Instruction
Starting at the beginning of the items and going on through the line containing "negative clicks: (347, 1033) (71, 475)", put each line into a JSON list as its own string. Leave out blank lines and the pictures.

Study material
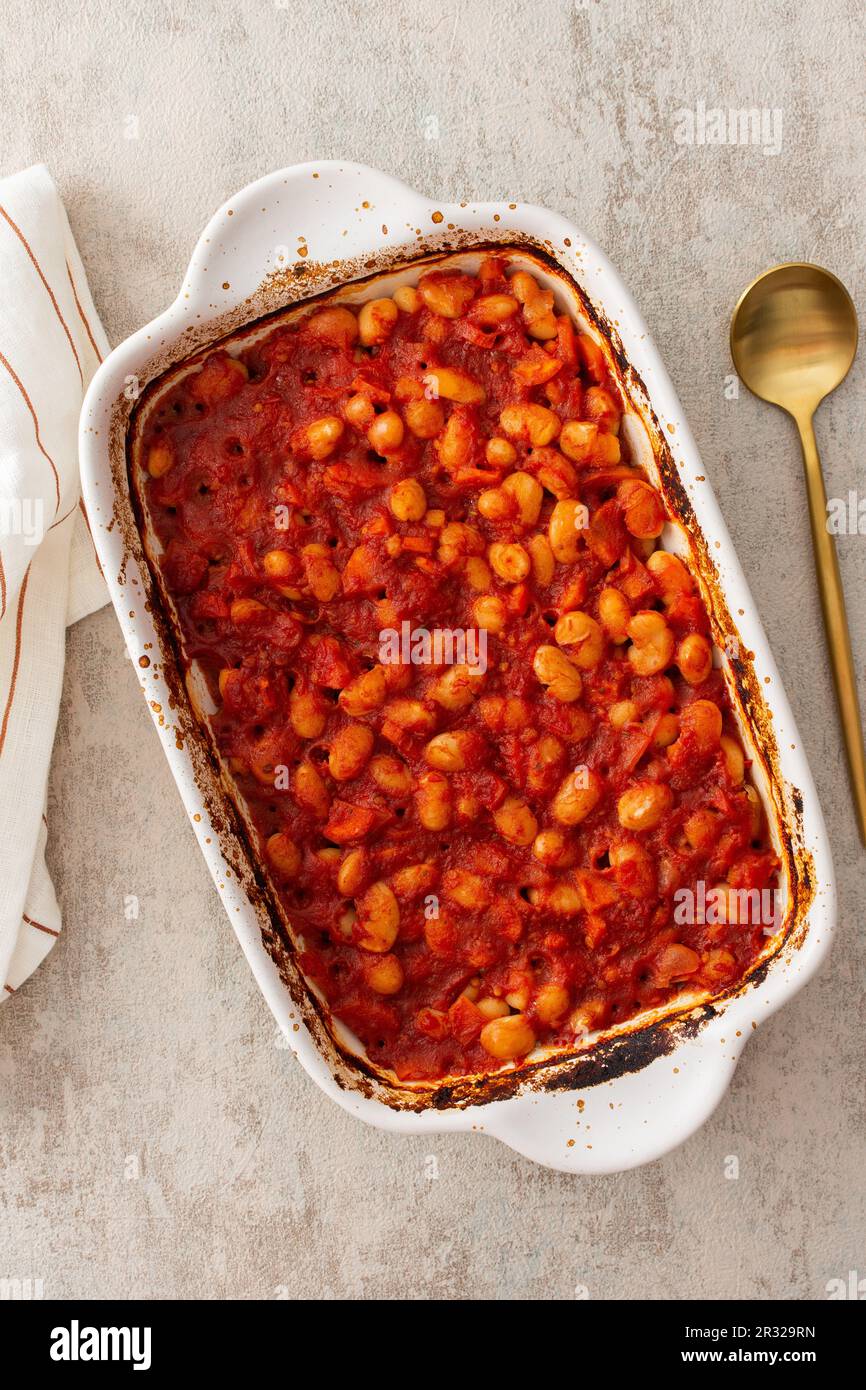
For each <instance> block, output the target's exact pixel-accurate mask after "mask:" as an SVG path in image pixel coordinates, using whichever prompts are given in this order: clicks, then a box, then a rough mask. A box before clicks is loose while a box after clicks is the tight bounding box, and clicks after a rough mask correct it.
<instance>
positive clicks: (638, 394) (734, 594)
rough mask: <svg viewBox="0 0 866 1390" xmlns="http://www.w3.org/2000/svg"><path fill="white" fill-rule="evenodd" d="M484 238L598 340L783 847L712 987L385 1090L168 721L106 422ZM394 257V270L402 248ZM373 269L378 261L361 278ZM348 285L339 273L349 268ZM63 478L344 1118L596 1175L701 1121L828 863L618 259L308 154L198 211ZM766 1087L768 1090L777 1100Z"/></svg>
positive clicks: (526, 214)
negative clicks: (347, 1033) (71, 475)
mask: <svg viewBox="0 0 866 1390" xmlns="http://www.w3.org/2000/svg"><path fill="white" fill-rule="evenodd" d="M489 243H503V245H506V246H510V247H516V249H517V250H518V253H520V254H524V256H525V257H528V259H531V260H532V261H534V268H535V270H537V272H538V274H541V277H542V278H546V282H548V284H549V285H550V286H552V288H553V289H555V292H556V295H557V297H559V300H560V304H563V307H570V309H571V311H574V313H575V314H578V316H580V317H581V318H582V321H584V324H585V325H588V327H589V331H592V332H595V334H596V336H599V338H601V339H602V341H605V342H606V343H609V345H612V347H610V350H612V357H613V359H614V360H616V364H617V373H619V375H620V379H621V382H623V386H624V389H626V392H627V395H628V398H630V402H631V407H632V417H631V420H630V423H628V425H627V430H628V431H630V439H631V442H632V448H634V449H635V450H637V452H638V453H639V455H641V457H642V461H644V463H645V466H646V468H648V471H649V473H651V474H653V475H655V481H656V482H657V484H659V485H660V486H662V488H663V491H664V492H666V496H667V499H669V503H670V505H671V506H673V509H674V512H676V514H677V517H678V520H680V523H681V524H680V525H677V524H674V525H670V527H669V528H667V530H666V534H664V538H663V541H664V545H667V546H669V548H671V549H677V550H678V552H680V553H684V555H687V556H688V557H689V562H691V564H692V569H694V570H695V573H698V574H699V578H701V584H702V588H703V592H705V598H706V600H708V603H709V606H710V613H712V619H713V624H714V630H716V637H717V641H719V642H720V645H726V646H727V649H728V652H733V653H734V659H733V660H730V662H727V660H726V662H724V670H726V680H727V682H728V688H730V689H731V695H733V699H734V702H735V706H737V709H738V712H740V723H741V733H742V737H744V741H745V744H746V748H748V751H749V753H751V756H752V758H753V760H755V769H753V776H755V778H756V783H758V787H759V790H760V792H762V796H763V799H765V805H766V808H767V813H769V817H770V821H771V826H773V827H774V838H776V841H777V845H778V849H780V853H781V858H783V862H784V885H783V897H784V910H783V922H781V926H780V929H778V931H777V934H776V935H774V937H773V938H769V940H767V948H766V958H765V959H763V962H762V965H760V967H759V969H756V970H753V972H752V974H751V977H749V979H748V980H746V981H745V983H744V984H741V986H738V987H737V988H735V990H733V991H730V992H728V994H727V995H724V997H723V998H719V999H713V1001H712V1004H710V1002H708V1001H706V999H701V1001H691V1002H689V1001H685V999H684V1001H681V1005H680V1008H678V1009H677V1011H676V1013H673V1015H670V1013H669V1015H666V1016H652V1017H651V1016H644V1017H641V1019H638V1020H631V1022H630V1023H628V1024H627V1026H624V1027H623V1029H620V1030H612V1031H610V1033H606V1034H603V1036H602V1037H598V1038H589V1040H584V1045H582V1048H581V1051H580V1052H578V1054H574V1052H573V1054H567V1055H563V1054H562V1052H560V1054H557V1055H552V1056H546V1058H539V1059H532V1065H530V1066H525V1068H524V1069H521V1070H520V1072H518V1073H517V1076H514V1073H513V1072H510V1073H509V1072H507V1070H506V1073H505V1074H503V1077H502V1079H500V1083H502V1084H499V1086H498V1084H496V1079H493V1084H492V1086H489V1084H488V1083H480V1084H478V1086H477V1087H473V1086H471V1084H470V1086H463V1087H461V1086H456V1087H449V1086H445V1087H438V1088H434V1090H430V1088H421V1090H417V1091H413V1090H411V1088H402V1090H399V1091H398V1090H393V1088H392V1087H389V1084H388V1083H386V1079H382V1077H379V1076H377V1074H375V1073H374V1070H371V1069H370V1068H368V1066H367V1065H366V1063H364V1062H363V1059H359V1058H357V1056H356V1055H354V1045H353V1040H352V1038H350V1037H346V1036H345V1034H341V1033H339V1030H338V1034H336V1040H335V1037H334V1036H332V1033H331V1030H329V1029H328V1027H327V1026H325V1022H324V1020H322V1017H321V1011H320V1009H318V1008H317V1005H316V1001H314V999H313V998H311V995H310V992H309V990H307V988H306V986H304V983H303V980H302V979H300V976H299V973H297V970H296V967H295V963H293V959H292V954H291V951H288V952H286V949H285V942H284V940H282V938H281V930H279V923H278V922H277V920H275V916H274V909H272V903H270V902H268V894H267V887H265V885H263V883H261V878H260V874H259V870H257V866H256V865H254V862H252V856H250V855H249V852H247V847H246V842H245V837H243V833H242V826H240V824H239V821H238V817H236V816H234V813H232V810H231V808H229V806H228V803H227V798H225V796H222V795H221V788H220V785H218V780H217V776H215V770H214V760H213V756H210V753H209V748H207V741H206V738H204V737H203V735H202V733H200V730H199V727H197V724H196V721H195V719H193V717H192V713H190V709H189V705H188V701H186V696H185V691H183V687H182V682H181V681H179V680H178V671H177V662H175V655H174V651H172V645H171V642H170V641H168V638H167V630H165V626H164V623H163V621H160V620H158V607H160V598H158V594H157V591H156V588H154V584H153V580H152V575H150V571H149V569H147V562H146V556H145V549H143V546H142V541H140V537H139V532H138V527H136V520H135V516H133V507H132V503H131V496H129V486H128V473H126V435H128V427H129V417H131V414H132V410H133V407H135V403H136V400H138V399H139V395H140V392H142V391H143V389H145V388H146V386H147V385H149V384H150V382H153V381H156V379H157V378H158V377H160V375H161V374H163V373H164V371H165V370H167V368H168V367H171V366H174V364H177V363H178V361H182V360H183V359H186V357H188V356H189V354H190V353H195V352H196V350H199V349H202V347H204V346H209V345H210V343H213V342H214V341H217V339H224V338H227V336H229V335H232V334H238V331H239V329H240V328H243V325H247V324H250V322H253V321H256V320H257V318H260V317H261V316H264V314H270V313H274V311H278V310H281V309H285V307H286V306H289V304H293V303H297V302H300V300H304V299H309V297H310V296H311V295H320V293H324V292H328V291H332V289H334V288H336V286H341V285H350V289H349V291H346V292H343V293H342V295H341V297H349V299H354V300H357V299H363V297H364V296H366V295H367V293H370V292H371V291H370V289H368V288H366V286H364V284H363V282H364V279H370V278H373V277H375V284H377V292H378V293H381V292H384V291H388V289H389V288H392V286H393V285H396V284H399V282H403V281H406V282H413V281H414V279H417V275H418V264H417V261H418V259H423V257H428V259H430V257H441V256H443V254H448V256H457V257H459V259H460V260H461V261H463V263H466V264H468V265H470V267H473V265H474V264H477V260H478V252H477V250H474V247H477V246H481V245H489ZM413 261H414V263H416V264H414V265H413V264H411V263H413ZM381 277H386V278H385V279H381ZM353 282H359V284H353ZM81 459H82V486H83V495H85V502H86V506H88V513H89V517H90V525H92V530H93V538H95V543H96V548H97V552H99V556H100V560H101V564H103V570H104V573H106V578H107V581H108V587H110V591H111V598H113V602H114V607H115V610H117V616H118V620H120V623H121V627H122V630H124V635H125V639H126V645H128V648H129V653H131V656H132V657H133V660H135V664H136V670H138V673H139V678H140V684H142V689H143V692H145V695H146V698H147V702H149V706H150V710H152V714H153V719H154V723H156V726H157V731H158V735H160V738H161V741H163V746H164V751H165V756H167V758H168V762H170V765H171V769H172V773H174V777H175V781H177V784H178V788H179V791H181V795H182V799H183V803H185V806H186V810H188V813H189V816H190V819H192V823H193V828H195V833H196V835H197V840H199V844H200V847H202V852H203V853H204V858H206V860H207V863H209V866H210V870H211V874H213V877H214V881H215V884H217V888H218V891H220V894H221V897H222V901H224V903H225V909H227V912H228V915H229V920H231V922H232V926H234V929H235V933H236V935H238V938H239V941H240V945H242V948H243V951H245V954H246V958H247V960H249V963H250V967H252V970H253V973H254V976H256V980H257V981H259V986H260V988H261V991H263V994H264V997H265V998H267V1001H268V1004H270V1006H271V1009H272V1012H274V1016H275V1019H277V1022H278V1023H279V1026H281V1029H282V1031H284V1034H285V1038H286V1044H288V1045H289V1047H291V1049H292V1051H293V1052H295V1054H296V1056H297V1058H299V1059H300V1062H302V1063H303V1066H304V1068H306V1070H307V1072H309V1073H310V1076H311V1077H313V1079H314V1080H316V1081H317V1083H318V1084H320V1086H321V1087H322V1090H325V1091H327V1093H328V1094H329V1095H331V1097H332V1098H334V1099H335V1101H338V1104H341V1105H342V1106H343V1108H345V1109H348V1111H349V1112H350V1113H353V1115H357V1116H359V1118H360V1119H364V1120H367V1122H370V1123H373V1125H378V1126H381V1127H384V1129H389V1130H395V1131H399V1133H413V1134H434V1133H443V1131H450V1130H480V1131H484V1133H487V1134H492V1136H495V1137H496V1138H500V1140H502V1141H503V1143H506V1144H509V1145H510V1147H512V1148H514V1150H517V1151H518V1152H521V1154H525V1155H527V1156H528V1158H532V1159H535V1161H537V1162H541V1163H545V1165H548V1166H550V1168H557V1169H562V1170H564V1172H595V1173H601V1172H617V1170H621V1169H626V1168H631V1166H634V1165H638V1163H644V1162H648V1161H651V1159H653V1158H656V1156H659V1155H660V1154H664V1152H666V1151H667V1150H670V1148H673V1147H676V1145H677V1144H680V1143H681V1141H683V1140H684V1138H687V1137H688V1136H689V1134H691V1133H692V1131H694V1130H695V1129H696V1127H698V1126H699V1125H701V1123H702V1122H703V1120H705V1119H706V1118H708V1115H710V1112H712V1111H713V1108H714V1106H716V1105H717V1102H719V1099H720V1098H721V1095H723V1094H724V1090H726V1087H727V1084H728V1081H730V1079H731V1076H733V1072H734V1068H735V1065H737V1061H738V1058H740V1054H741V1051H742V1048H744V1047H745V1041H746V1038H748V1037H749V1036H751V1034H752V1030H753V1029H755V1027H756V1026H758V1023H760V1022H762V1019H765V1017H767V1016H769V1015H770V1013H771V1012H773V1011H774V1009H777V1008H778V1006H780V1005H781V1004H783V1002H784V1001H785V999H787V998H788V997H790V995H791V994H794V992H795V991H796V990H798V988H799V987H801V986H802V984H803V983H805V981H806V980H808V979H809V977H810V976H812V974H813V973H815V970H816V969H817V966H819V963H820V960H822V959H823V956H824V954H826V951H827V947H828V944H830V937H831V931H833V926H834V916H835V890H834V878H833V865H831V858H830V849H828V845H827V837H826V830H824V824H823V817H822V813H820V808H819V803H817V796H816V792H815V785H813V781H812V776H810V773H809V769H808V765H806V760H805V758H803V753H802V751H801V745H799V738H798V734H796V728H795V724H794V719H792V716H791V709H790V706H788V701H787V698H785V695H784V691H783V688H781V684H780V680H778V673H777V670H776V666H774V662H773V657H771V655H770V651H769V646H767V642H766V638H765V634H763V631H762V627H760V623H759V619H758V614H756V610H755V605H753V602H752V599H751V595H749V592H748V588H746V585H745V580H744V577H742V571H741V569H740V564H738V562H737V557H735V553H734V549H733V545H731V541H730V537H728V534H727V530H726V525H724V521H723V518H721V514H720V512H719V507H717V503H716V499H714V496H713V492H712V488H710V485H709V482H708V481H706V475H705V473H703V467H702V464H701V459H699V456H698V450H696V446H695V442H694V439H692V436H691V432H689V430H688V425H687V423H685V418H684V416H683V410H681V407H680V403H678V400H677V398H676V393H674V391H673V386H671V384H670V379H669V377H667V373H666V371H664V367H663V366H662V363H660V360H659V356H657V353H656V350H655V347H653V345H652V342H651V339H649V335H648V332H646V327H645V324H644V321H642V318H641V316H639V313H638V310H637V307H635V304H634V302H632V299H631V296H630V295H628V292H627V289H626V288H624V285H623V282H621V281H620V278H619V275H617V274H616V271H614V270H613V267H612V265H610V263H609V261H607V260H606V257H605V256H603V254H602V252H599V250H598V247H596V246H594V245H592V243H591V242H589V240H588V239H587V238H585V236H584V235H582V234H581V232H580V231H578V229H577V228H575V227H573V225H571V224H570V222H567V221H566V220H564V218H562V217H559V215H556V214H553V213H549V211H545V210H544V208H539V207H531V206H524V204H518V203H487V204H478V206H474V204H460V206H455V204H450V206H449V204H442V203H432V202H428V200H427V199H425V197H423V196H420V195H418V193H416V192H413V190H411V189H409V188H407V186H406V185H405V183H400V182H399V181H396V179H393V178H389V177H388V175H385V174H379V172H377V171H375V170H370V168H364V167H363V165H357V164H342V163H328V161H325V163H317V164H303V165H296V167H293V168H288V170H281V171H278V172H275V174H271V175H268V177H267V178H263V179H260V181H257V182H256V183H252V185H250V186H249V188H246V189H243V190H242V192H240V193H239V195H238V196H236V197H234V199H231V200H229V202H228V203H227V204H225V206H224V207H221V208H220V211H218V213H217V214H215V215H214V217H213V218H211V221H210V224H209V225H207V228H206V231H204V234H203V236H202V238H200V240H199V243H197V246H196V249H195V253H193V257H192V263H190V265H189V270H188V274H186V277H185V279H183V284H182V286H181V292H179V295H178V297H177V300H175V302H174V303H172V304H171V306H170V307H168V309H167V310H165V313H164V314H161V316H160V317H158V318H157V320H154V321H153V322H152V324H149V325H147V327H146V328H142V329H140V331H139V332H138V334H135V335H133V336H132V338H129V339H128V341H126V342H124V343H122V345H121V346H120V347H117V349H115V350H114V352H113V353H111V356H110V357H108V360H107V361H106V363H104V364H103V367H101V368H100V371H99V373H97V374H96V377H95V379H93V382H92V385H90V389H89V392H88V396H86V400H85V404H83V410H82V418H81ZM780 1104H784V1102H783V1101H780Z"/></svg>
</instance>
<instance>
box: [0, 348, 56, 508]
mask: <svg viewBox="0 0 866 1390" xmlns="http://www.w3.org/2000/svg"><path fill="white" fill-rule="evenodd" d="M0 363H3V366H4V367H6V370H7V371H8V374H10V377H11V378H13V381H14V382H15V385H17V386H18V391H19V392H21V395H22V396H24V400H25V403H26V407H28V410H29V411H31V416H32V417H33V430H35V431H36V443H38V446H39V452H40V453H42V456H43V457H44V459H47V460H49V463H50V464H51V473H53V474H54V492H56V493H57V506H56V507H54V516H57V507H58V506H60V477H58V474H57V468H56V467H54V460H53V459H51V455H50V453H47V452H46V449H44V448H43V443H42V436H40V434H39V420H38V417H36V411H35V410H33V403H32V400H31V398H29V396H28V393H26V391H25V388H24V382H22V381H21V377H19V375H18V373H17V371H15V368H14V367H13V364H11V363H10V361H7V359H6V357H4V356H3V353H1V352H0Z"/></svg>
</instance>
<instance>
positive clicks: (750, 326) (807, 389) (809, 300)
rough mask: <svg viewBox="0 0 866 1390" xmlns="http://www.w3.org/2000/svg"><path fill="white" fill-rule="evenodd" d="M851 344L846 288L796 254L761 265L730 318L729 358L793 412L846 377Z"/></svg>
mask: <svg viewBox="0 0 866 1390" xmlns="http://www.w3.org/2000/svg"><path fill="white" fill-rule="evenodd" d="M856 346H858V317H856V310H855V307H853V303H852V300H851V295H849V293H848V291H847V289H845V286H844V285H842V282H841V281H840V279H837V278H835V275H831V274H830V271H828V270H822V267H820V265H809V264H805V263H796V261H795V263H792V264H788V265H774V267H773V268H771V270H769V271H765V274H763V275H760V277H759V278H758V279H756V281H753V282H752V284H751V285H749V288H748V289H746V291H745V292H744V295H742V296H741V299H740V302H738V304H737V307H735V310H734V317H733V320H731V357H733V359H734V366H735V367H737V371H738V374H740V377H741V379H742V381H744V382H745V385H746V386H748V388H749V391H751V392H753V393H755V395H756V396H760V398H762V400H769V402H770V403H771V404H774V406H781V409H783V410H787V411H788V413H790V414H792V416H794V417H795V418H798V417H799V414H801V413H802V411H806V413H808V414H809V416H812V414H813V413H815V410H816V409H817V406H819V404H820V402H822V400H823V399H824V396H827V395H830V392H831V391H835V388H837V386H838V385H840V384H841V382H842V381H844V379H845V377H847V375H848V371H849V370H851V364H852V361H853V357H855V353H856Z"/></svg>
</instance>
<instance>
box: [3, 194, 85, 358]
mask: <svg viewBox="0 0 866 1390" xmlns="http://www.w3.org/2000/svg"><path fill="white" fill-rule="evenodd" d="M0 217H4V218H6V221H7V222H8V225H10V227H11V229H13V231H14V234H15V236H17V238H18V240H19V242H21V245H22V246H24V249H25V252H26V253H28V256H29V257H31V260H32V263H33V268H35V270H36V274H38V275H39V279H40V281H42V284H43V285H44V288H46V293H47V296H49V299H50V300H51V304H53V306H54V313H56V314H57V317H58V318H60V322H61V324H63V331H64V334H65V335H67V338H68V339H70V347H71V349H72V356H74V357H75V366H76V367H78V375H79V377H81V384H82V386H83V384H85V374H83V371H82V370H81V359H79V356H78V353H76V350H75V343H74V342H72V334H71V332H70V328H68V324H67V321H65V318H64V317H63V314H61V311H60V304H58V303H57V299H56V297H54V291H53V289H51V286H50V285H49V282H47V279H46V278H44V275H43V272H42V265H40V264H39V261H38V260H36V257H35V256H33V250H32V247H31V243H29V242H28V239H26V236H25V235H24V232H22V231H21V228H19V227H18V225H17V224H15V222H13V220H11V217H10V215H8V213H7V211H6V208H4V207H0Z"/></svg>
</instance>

Solution
[
  "For each <instance> block, output the target's exact pixel-accurate mask after \"mask:\" as an SVG path in image pixel coordinates, using whichever prompts are given in this order: clicks, then a box, then a rough mask. A box before clicks is loose while a box after clicks is the tight bounding box, and clicks after a rough mask correct it.",
  "<instance>",
  "positive clicks: (638, 394) (734, 594)",
  "rough mask: <svg viewBox=\"0 0 866 1390\" xmlns=\"http://www.w3.org/2000/svg\"><path fill=\"white\" fill-rule=\"evenodd\" d=\"M484 238L598 340L783 847L712 987L385 1090L168 721L106 422ZM394 257V270L402 248ZM373 269L378 261L361 278ZM348 285L339 273L349 268ZM63 478L344 1118L596 1175L701 1121L828 863L618 259L308 154L198 211ZM766 1087L768 1090L777 1100Z\"/></svg>",
  "positive clicks: (526, 214)",
  "negative clicks: (347, 1033) (71, 475)"
]